##### PROVIDED DATA

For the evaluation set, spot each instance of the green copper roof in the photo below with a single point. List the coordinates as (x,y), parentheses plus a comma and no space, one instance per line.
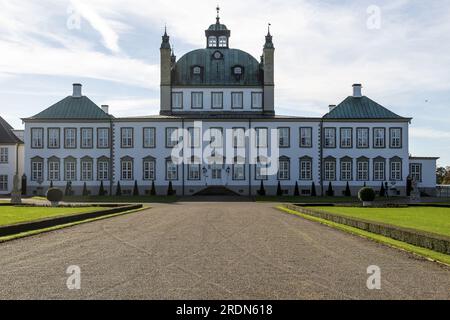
(73,108)
(361,108)
(217,71)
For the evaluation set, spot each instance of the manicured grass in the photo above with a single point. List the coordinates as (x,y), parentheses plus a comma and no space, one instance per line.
(435,220)
(12,215)
(429,254)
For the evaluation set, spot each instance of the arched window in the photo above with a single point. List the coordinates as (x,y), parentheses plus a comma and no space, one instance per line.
(212,42)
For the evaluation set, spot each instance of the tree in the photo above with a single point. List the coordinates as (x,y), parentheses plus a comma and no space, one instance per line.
(118,190)
(297,190)
(136,189)
(348,192)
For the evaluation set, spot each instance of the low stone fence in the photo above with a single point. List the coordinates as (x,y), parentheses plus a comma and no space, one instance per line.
(418,238)
(53,222)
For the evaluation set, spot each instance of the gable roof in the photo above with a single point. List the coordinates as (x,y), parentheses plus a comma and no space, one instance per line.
(73,108)
(361,108)
(7,135)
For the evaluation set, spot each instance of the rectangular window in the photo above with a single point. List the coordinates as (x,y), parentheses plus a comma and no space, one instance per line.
(330,137)
(346,138)
(70,138)
(127,170)
(3,183)
(37,138)
(362,138)
(416,172)
(363,171)
(87,138)
(257,100)
(237,100)
(70,171)
(194,172)
(150,170)
(306,170)
(171,171)
(127,137)
(171,137)
(217,100)
(238,172)
(197,100)
(346,171)
(305,137)
(37,168)
(4,155)
(53,171)
(284,137)
(149,138)
(330,171)
(53,138)
(86,171)
(103,138)
(177,100)
(395,138)
(103,170)
(284,170)
(379,170)
(379,137)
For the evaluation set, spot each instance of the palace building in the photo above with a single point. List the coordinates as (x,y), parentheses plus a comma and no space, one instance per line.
(359,142)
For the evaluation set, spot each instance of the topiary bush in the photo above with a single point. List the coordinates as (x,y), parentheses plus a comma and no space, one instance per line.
(55,195)
(366,195)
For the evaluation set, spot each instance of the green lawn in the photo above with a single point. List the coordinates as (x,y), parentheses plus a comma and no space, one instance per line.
(13,215)
(435,220)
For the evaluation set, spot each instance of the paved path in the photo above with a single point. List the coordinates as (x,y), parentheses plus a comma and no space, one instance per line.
(212,251)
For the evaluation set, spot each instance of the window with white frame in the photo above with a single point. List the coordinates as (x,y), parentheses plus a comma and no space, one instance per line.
(379,170)
(53,138)
(306,169)
(103,170)
(237,100)
(149,170)
(149,137)
(70,170)
(87,137)
(346,138)
(416,172)
(53,171)
(103,138)
(3,183)
(395,138)
(330,171)
(330,137)
(257,98)
(284,170)
(4,155)
(37,138)
(217,100)
(171,171)
(177,100)
(70,138)
(284,137)
(379,137)
(305,137)
(126,170)
(396,171)
(346,170)
(362,138)
(127,137)
(197,100)
(363,170)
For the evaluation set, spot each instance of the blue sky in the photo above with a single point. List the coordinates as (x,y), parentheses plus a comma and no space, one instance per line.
(401,55)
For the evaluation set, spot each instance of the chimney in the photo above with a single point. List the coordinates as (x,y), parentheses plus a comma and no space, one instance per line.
(77,90)
(357,90)
(105,109)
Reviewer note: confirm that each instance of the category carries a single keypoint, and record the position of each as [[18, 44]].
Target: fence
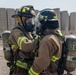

##########

TASK BRIEF: Could you copy all of the source rows word for word, leaving the pictures out?

FULL OUTPUT:
For the evaluation set, spot each instance of the green copper roof in the photo below with a single point. List the coordinates as (x,y), parentheses plus a comma and no space, one instance per line.
(73,108)
(361,108)
(217,71)
For the evaluation set, spot each instance of the manicured grass in the photo above with a single point. List the coordinates as (x,y), parentheses plus a comma and no space, one instance per line.
(435,220)
(12,215)
(429,254)
For the evaluation set, spot each instance of the arched window in the photo above with a single point. List the coordinates as (x,y), parentheses plus a comma and no space, one instance per line.
(212,42)
For the evaluation set, spot each instance of the tree in the photo above with a single point. List the coordinates as (x,y), parentheses plus a comma and no space, one instance per line.
(118,190)
(297,190)
(136,189)
(348,192)
For the evaluation set, spot each instance of the low stone fence in the photo above with a single point. List the coordinates as (x,y), parentheses plus a comma and no space, one instance per line.
(418,238)
(53,222)
For the evaluation set, spot each instance of the gable roof in the photo above with a single point. List the coordinates as (x,y), parentheses plus a comma and no space, one instance per line.
(73,108)
(361,108)
(7,135)
For the evaluation set, spot each instance of the rectangular window in the photo above with a single point. List the coordinates as (x,y), parentheses plus a comma and no space, one instance per line.
(330,137)
(346,138)
(70,138)
(127,170)
(3,183)
(37,138)
(362,138)
(416,172)
(363,171)
(87,138)
(257,100)
(237,100)
(70,171)
(194,172)
(150,170)
(306,170)
(171,171)
(127,137)
(171,137)
(217,100)
(238,172)
(197,100)
(346,171)
(305,137)
(37,168)
(4,155)
(53,171)
(284,137)
(149,138)
(330,171)
(53,138)
(86,171)
(103,138)
(177,100)
(395,138)
(103,170)
(284,170)
(379,170)
(379,137)
For the evaluation set, spot each instance of the palace building in the photo above with a single point. List the coordinates as (x,y), parentheses plus a comma and no space, one instance per line.
(359,142)
For the evaluation set, spot each instance of the topiary bush in the photo above with a single point. List the coordinates as (x,y), parentheses plus a comma and no space, one instance per line.
(55,195)
(366,195)
For the evaluation set, spot each instance of the green lawn in the photo above with a single point. List the coordinates as (x,y), parentheses plus a comma and no space, one instance per line.
(13,215)
(435,220)
For the evaluation set, spot each instance of the paved path in the photo above with a single point. List the coordinates as (x,y), parentheses plus a comma and no space, one instance per line.
(212,251)
For the evaluation set, spot each instance of the window with white frame in the photo above with a single point. List the coordinates as (x,y), parentheses plus a comma and no space, one instance per line.
(379,170)
(53,138)
(306,169)
(103,170)
(237,100)
(149,170)
(149,137)
(70,170)
(87,137)
(346,138)
(416,172)
(53,171)
(103,138)
(3,183)
(395,138)
(330,171)
(330,137)
(257,98)
(284,170)
(4,155)
(37,138)
(217,100)
(171,171)
(177,100)
(70,138)
(284,137)
(379,137)
(305,137)
(126,170)
(396,171)
(346,170)
(362,138)
(127,137)
(197,100)
(363,170)
For the evaluation set, spot each instance of the blue sky in the photo above with a single point. List the coordinates as (x,y), parentheses plus a comma and no space, one instance per line.
(401,55)
For the evaluation set, spot each instance of the chimney in the photo above with a single point. List the coordinates as (x,y), parentheses plus a comma and no space, one instance per line.
(77,90)
(357,90)
(105,109)
Reviewer note: confirm that each instance of the category carries a single keypoint, and record the position of each as [[18, 44]].
Target: fence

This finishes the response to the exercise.